COSA FARE ▸
A - Elenca tutte le persone indicate per nome nel testo sul Manifesto degli scienziati antirazzisti.
B - Stabilisci se queste affermazioni concordano con il testo sul Manifesto degli scienziati antirazzisti. Rispondi sì o no a ciascuna e cita le parole del testo che lo decidono. (i) Il Manifesto degli scienziati razzisti fu redatto nel luglio del 1938. (ii) Il gruppo coordinato da Marcello Buiatti contava venti studiosi. (iii) Il convegno del 2008 si svolse a Firenze.

BLOCCO DI TESTO ▸
Il Manifesto degli Scienziati antirazzisti (2008)


Il 5 settembre 1938 nella Tenuta di San Rossore, vicino a Pisa fu firmata dal re d’Italia Vittorio Emanuele III la promulgazione delle leggi razziali. Era guidata ‘scientificamente’ dal Manifesto degli scienziati razzisti che fissava le basi del “razzismo fascista”.

Redatto nel luglio dello stesso anno da autorevoli docenti universitari sotto l'egida del Ministero della Cultura Popolare fascista, quel Manifesto fu avallo a quelle leggi e l’università italiana tradì i pilastri fondativi della missione docente e di ricerca: il suo ruolo di garante della libertà di pensiero critico e del rispetto dei valori etici.

I docenti delle Università italiane furono così direttamente complici e responsabili di espulsioni di altri docenti, di tutti gli studenti di origine ebraica e della chiusura di tutte le iscrizione agli studenti ebrei fino alla fine della guerra. Accompagnarono così lo sterminio, giustificando alla società rancorosa del tempo, una visione del mondo aberrante, suprematista e come tale, genocidaria. Gli ebrei italiani vittime dell’Olocausto furono oltre 7 mila.

Nel 2008, in uno stesso 5 settembre, nello stesso luogo, la pineta pisana di San Rossore, a settant’anni dalla promulgazione delle leggi razziali, ‘corroborate’ dagli enunciati del Manifesto razzista, alcuni rappresentanti delle istituzioni accademiche italiane, hanno, in una giornata di convegno storico, chiesto alla Comunità ebraica e alla società italiana intera simbolicamente scusa per un atto compiuto da generazioni passate di docenti e studiosi. Ma hanno fatto di più: hanno scelto di smontare punto per punto l’intera e dettagliata architettura pseudoscientifica, richiesta dal regime fascista a sostegno dell’antisemitismo italiano. E’ nato così il Manifesto degli scienziati antirazzisti italiani del 2008.

Su proposta dell’allora Presidente della Regione Toscana, Claudio Martini, il Prof. Marcello Buiatti, autorevole genetista dell’Università di Firenze, aveva infatti organizzato con un gruppo di dieci studiosi (tra cui il Nobel Rita Levi Montalcini) un coordinamento per la stesura del Contro-Manifesto “degli Scienziati Italiani Antirazzisti”. Un documento specularmente opposto a quello del 1938. Nella sua articolazione rispondeva con dieci contro-argomentazioni confutatorie e ricche di nuovi dati scientifici, a ciascuno dei dieci articoli di quello fascista.

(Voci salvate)
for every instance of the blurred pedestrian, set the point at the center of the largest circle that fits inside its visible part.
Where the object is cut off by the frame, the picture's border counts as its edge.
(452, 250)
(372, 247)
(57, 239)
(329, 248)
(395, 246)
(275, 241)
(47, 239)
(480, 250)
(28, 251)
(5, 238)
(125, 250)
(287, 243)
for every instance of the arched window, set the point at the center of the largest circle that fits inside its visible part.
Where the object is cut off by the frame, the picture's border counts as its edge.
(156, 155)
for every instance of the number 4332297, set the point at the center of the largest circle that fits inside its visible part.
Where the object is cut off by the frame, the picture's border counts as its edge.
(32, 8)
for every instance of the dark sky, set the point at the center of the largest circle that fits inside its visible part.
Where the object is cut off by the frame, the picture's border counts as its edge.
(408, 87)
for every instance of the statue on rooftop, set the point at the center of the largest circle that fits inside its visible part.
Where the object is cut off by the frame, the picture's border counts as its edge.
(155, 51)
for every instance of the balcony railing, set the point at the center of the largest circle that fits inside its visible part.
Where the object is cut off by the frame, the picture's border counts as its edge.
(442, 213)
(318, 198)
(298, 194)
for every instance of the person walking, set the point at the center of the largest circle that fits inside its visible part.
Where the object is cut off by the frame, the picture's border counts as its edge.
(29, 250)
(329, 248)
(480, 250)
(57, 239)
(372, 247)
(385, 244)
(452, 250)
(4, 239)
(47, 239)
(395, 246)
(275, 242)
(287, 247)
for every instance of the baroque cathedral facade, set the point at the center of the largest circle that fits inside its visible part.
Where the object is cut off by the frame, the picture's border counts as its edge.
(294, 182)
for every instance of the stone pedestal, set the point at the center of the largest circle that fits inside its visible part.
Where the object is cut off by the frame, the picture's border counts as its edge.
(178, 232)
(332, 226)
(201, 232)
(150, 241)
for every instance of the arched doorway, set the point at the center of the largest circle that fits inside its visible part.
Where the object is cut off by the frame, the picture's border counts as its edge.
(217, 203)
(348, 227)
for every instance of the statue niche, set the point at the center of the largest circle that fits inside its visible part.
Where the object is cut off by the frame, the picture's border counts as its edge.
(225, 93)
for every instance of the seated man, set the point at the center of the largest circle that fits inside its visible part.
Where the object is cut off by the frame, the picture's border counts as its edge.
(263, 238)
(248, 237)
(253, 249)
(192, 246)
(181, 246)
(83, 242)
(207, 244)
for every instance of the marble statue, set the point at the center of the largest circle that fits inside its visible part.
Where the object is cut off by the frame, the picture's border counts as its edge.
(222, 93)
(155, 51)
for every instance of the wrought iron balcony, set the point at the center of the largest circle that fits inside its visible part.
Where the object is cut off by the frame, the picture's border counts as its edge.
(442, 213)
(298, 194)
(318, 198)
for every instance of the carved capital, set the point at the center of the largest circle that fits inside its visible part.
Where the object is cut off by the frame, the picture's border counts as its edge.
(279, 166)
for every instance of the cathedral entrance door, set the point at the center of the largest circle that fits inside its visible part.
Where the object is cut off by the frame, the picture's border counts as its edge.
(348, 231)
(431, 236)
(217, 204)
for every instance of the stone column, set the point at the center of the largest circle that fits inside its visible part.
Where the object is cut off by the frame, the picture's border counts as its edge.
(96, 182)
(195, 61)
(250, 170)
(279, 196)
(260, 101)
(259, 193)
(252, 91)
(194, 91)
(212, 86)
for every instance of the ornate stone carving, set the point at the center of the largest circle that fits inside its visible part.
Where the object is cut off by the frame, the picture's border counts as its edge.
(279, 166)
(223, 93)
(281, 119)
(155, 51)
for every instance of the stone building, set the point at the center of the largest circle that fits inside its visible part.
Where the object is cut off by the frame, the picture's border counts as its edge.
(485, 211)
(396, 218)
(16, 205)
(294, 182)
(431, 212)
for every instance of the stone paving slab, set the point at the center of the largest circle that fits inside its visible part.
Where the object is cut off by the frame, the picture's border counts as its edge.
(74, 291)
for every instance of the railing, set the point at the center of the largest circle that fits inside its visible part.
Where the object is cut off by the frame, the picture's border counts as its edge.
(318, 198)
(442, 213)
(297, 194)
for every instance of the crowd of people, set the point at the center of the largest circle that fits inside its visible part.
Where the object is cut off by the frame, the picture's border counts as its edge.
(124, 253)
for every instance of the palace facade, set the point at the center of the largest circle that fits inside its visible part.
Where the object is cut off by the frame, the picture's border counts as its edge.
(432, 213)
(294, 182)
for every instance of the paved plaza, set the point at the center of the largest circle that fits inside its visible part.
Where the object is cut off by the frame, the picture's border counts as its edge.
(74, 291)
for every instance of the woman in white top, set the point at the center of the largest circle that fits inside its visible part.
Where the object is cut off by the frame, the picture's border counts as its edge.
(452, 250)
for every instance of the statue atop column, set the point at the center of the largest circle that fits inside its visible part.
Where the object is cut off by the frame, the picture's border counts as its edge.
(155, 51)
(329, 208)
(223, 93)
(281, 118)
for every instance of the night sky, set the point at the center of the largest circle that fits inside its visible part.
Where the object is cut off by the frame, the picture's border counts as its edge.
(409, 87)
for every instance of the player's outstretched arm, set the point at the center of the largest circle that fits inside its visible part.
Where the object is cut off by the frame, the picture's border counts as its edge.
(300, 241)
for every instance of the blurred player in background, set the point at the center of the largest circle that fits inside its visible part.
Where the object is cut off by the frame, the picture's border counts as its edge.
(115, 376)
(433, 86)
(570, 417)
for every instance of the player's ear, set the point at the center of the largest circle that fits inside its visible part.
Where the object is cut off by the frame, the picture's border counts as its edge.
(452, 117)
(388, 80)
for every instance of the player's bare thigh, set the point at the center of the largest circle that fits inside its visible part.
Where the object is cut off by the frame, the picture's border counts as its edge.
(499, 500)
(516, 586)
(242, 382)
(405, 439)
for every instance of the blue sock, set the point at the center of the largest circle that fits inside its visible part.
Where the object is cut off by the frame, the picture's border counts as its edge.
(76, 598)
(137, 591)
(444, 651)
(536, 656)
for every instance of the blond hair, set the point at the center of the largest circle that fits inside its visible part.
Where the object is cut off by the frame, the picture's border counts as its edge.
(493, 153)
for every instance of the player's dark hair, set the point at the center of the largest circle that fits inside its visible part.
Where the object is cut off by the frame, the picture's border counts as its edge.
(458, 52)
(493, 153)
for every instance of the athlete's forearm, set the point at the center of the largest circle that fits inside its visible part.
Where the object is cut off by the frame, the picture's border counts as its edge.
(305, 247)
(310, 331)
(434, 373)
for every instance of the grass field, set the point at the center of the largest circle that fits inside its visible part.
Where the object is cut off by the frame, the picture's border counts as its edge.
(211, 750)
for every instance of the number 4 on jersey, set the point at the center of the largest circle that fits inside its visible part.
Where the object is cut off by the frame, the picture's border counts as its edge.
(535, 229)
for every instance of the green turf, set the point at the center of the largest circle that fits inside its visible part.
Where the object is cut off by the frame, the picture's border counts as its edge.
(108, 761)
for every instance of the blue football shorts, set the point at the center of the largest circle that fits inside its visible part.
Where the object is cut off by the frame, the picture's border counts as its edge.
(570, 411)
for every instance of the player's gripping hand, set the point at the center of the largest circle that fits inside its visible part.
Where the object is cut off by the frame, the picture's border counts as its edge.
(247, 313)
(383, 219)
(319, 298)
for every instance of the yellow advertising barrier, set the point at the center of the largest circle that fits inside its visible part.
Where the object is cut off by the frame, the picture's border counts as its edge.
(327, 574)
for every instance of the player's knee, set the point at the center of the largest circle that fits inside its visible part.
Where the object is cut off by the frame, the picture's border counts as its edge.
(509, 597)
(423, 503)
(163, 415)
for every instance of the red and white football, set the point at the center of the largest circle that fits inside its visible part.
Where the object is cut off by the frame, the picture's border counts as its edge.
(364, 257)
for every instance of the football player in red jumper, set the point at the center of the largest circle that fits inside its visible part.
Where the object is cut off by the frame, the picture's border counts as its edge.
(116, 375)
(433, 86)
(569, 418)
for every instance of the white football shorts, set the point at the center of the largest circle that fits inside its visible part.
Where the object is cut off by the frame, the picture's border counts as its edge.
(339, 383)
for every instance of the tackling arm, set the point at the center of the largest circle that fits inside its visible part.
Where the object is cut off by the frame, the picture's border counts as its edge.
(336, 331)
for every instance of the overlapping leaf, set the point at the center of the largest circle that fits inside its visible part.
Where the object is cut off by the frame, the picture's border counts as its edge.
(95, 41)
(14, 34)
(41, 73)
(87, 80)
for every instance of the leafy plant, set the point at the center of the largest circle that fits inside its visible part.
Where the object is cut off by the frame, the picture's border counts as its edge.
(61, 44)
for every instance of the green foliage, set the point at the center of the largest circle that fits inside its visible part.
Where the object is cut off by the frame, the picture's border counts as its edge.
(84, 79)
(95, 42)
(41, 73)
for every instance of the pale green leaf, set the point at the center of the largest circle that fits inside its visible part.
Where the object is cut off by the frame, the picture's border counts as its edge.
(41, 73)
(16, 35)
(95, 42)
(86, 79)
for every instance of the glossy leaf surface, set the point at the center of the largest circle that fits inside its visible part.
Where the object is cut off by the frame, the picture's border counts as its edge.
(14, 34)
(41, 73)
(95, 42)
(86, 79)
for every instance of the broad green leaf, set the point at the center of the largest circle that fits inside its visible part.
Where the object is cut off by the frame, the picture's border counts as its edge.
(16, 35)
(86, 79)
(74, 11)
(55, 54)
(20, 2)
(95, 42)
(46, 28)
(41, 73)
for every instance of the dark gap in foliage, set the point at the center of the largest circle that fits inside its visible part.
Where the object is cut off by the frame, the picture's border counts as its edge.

SOLUZIONI DEI COMPITI ▸
A -
Vittorio Emanuele III
Claudio Martini
Marcello Buiatti
Rita Levi Montalcini

B -
(i) Sì: "Redatto nel luglio dello stesso anno".
(ii) No: "con un gruppo di dieci studiosi".
(iii) No: "nello stesso luogo, la pineta pisana di San Rossore".